> **Required task**
Swap "aerial photo" for "overhead image" everywhere it appears in the listing and write out every line again, with nothing else changed. Don't include the pictures in your answer.

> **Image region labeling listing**
----
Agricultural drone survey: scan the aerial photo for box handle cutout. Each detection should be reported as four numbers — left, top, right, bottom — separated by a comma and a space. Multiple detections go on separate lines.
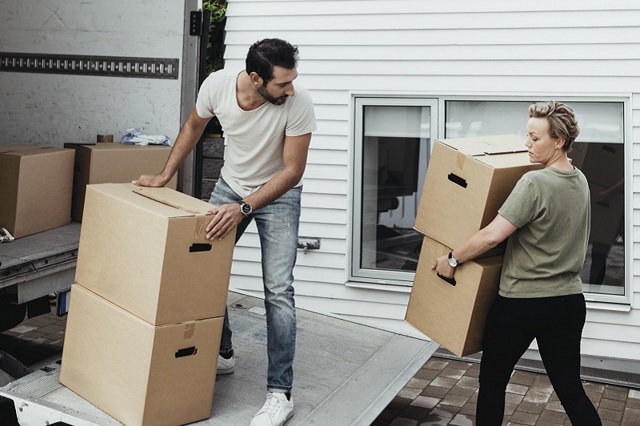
189, 243, 211, 253
436, 272, 456, 286
447, 173, 467, 188
176, 346, 198, 358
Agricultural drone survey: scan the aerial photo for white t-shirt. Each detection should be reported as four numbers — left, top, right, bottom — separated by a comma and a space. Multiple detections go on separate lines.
196, 70, 316, 197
----
> **Written solution**
Agricultural drone survey: scan the overhead image for box handle cutout. Each detection should be reported as four numbers — left, top, right, bottom — separated by a comma and a space. Multiple detections go on separate lines.
189, 243, 211, 253
436, 272, 456, 286
447, 173, 467, 188
176, 346, 198, 358
Agricultural drone survey: scan the overhead image for white t-shirt. Each detection should be reported as four numbers — left, top, right, bottom — separated by a comma and a space. Multiple detections go on separate lines.
196, 70, 316, 197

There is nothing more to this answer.